- [TASK DIRECTIONS]:
Please copy out the rows below character for character, starting at the line that has "In each <instance>" and stopping after the line that has "265L421 259L378 262L290".

- [LISTED ENTRIES]:
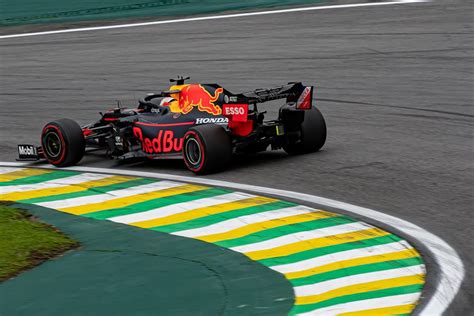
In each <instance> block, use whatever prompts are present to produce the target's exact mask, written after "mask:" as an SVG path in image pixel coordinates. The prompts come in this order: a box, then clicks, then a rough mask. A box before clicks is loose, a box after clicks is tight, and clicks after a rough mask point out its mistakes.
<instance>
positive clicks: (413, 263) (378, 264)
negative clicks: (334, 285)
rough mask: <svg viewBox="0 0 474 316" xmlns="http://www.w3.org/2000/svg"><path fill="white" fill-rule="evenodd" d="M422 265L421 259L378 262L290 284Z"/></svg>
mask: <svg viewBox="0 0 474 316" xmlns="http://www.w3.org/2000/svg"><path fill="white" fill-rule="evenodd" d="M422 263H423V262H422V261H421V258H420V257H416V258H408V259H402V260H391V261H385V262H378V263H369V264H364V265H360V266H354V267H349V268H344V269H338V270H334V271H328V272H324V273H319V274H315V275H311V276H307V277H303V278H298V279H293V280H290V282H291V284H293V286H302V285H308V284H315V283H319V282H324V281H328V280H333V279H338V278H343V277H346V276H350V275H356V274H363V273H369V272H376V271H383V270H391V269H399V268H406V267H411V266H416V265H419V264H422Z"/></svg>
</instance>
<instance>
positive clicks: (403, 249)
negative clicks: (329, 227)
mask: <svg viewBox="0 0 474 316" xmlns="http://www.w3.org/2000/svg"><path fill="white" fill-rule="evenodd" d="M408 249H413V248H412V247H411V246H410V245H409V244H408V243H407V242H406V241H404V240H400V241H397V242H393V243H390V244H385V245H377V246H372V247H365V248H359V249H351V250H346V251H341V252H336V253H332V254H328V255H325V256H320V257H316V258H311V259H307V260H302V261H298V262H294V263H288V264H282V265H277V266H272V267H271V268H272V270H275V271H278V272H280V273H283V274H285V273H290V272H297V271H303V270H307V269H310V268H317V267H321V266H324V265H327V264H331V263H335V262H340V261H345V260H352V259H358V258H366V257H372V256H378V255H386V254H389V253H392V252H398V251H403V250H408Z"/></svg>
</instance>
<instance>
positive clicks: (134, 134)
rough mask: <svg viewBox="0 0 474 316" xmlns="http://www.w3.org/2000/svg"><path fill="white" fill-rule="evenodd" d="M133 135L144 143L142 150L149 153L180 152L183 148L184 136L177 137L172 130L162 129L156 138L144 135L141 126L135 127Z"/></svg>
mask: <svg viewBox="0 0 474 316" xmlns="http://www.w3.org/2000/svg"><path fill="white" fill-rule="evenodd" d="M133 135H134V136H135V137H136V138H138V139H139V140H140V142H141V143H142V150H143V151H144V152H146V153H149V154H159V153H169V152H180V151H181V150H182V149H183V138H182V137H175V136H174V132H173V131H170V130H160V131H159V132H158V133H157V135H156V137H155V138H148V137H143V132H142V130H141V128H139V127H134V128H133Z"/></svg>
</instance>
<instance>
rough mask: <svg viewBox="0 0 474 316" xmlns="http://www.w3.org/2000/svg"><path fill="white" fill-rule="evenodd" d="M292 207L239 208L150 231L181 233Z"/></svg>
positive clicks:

...

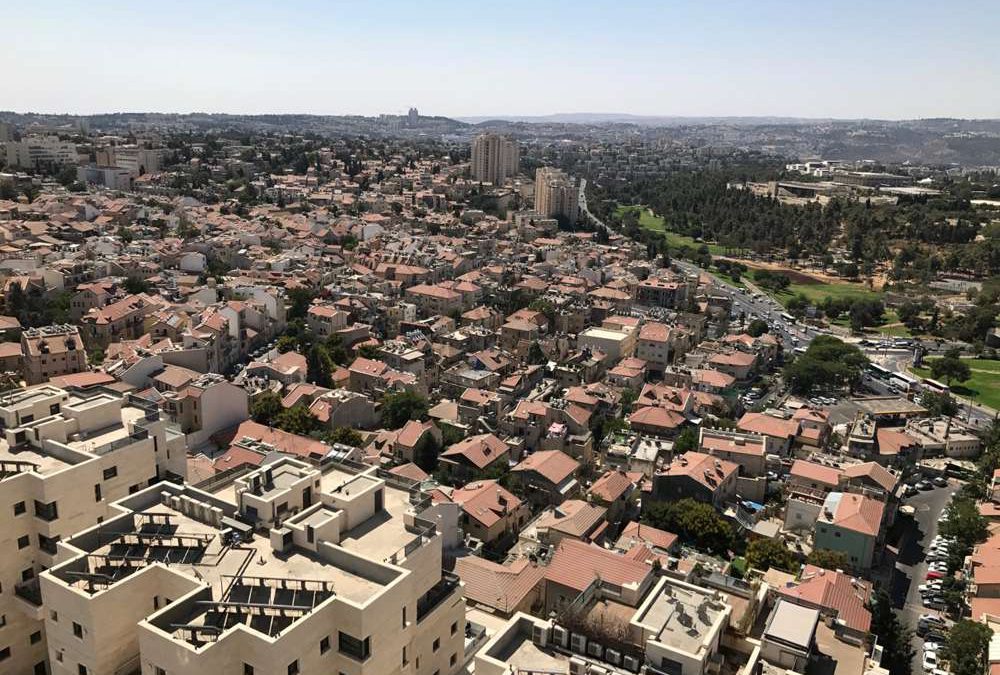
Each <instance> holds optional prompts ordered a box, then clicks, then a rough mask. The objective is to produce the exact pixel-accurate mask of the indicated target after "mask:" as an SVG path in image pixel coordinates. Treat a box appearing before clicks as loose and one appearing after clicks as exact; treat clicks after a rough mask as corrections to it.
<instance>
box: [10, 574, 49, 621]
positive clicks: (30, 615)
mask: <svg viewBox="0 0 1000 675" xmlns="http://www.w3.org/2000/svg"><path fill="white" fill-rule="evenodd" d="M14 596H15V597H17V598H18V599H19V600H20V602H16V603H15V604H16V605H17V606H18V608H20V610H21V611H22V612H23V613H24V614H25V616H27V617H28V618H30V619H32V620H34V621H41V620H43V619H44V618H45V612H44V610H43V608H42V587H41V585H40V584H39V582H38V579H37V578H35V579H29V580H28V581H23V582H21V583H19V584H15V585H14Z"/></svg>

...

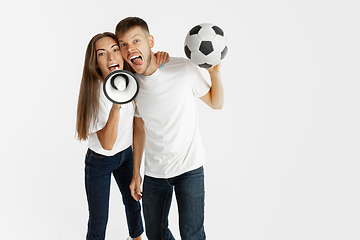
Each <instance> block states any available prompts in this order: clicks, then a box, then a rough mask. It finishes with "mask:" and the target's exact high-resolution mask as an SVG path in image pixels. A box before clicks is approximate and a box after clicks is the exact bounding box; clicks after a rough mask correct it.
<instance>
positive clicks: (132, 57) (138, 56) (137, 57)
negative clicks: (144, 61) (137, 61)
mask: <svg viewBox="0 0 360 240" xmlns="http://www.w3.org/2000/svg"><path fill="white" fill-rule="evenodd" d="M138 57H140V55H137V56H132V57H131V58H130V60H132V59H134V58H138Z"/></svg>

- [RESPONSE AREA]:
In each <instance> block, use whatever prompts are present to produce the target's exact mask, written after "mask:" as an SVG path in image pixel coordinates. The prompts come in this order: a box, then clicks, then a rough mask. A box before clicks is loose, a box after clicks is tight, and clicks after a rough mask point out its mistakes.
<instance>
positive clicks: (413, 263) (378, 264)
negative clicks: (334, 285)
rough mask: <svg viewBox="0 0 474 316" xmlns="http://www.w3.org/2000/svg"><path fill="white" fill-rule="evenodd" d="M422 265L421 259L378 262L290 284Z"/></svg>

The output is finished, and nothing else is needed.